* **What the task asks**
For each statement below, say yes or no depending on whether it agrees with the forum thread, and quote the words of the thread that settle it. (a) The couple in the first post have been separated since October 1. (b) The first poster says there is a strong wish to start dating again. (c) The reply says that living together while separated leaves plenty of personal space.

* **Quoted passage**
------------------------
# Feeling Alone



## dka (Jan 23, 2011)

Hoping to find someone, or a couple people that understand where I am at and can offer some words of wisdom.

Short version of the situation: We have been separated since October 1. We continue to live in the same house (he lives away for work but comes back on days off) We have 2 fantastic kids and we are trying to not have them feel like their lives are changing drastically. 

We told our families of our living situation a couple weeks ago so now it is finally all out in the open. At first I kind of felt like I wanted to change his mind, and my own, and just ignore all of our issues so we wouldn't have to deal with the scrutiny of those we love. But after it was all in the open it seemed to have to opposite effect on me. Now I am feeling like I just want him to move on... I assume this is so that I can move on guilt free. I have no real desire to date or anything, I just think that I am tired of living in Limbo. I do not want to be the one to say "I think it is over" and sometimes I feel the urge to do things or say things that will make him say it. It is like a horrible mental game of uncle! 

I promise I am a normal person and I am usually very kind. These thoughts are making me feel like a coward and not helping me to be the good person I strive to be. 

Please if anyone has ever been where I am at, let me know


----------



## DjF (Nov 24, 2010)

Living together while separated just plan sucks...you can't move forward emotionally, don't have any space and just feel like you are living in a cave...

I apluad you both for taking care of the kids first and foremost...but something has to give because living together but not really together just builds resentment in my mind...you need space to really find out what you want and whether things can be fixed...

Good luck and God Bless!!!


----------
------------------------
* **Excerpted records**

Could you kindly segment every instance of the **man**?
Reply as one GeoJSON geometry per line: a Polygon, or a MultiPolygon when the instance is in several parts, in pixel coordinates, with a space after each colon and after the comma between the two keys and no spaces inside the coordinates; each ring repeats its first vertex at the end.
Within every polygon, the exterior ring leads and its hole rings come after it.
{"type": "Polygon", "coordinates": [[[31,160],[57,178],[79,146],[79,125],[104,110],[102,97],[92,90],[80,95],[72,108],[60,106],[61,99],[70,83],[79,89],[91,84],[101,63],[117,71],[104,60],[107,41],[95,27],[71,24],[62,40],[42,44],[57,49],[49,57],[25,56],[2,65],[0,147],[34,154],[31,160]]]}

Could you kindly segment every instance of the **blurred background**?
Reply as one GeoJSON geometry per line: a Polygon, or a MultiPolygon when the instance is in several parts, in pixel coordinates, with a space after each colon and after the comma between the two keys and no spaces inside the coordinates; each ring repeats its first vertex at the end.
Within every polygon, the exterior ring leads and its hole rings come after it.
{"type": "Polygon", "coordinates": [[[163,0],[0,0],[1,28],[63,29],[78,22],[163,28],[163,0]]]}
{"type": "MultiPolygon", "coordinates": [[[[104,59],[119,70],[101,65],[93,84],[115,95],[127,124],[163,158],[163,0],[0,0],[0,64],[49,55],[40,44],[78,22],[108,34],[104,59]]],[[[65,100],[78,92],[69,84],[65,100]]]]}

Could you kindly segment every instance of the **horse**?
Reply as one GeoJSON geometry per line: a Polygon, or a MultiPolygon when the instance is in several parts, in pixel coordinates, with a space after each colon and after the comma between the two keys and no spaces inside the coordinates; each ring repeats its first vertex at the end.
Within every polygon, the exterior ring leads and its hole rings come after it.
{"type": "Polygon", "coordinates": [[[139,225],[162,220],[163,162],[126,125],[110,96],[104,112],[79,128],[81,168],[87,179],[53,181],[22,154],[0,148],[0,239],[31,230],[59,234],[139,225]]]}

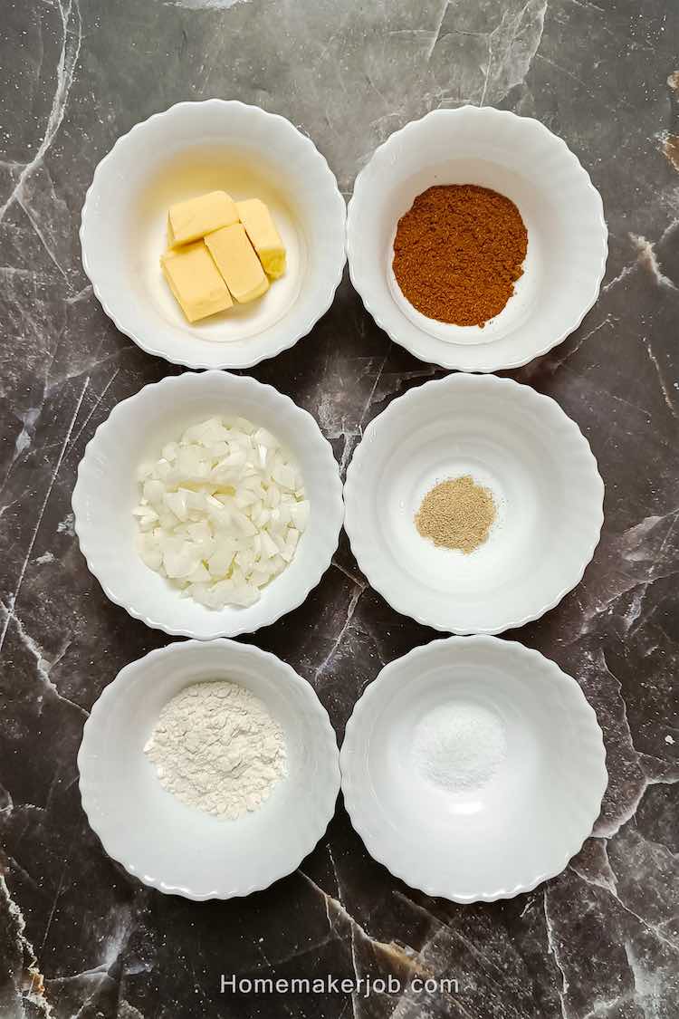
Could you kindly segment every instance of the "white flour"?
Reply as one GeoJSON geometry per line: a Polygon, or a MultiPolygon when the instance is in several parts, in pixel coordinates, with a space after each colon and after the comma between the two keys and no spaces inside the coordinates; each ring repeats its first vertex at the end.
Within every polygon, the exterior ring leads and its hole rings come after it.
{"type": "Polygon", "coordinates": [[[412,764],[430,782],[450,792],[483,786],[505,758],[500,720],[472,703],[442,704],[417,725],[412,764]]]}
{"type": "Polygon", "coordinates": [[[165,789],[221,817],[257,810],[285,774],[281,727],[235,683],[185,687],[161,711],[144,750],[165,789]]]}

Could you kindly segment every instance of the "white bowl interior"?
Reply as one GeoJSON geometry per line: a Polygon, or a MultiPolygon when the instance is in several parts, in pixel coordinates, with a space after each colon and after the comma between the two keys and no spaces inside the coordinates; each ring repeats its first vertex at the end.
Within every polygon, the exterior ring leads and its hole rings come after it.
{"type": "Polygon", "coordinates": [[[344,216],[327,163],[287,120],[238,102],[179,103],[100,163],[82,214],[83,262],[105,310],[145,350],[196,368],[248,367],[327,310],[344,264],[344,216]],[[260,300],[189,323],[160,267],[167,213],[215,190],[269,205],[287,271],[260,300]]]}
{"type": "Polygon", "coordinates": [[[607,251],[601,198],[564,143],[535,120],[476,107],[435,111],[378,149],[356,180],[347,235],[352,281],[378,324],[417,357],[468,371],[524,364],[563,339],[597,298],[607,251]],[[391,267],[399,218],[446,183],[500,192],[527,228],[523,275],[484,327],[421,315],[391,267]]]}
{"type": "Polygon", "coordinates": [[[83,806],[109,855],[147,883],[190,898],[266,888],[313,849],[339,790],[335,735],[312,687],[284,662],[232,642],[186,642],[126,666],[87,722],[78,754],[83,806]],[[163,706],[184,687],[246,687],[281,726],[287,774],[236,820],[181,803],[144,747],[163,706]]]}
{"type": "Polygon", "coordinates": [[[88,445],[73,508],[80,547],[108,596],[149,626],[203,640],[251,632],[300,604],[330,565],[343,516],[337,464],[310,415],[271,386],[226,372],[168,378],[119,404],[88,445]],[[138,465],[157,460],[189,425],[219,415],[240,415],[280,439],[299,464],[310,514],[292,562],[260,600],[215,610],[142,561],[132,509],[138,465]]]}
{"type": "Polygon", "coordinates": [[[475,376],[410,390],[366,430],[347,481],[359,566],[400,611],[458,633],[494,633],[551,607],[579,579],[601,527],[603,486],[577,427],[525,386],[475,376]],[[441,481],[471,475],[497,507],[464,553],[420,536],[441,481]]]}
{"type": "MultiPolygon", "coordinates": [[[[341,767],[352,820],[378,859],[461,901],[513,895],[566,865],[606,786],[601,730],[573,680],[520,645],[471,638],[419,648],[373,687],[341,767]],[[504,736],[504,756],[489,780],[450,788],[414,748],[428,720],[469,708],[504,736]]],[[[479,771],[491,751],[479,740],[479,771]]]]}

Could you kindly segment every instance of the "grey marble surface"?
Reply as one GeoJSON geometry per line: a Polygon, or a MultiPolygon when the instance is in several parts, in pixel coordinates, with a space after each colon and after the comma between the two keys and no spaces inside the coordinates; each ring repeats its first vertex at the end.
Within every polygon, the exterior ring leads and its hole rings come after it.
{"type": "MultiPolygon", "coordinates": [[[[0,17],[0,1016],[675,1019],[679,1015],[679,13],[647,0],[4,0],[0,17]],[[341,807],[301,869],[243,902],[163,897],[111,863],[80,809],[93,702],[163,635],[110,604],[73,536],[97,425],[176,369],[107,320],[82,273],[98,160],[182,99],[238,98],[308,132],[348,195],[375,146],[464,102],[536,116],[601,190],[601,299],[511,373],[580,425],[607,484],[580,586],[511,634],[575,676],[611,783],[561,876],[492,906],[432,900],[366,855],[341,807]],[[222,972],[458,980],[457,994],[220,995],[222,972]]],[[[251,374],[319,420],[343,467],[366,422],[442,374],[389,342],[348,281],[251,374]]],[[[381,664],[430,640],[343,538],[306,603],[257,635],[312,682],[341,739],[381,664]]],[[[501,851],[501,847],[499,848],[501,851]]]]}

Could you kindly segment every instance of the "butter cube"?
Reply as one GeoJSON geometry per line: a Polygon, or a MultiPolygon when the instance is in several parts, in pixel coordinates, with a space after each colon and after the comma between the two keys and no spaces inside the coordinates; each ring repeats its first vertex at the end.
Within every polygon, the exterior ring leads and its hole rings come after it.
------------------------
* **Written reply**
(a) Yes: "We have been separated since October 1."
(b) No: "I have no real desire to date or anything"
(c) No: "don't have any space"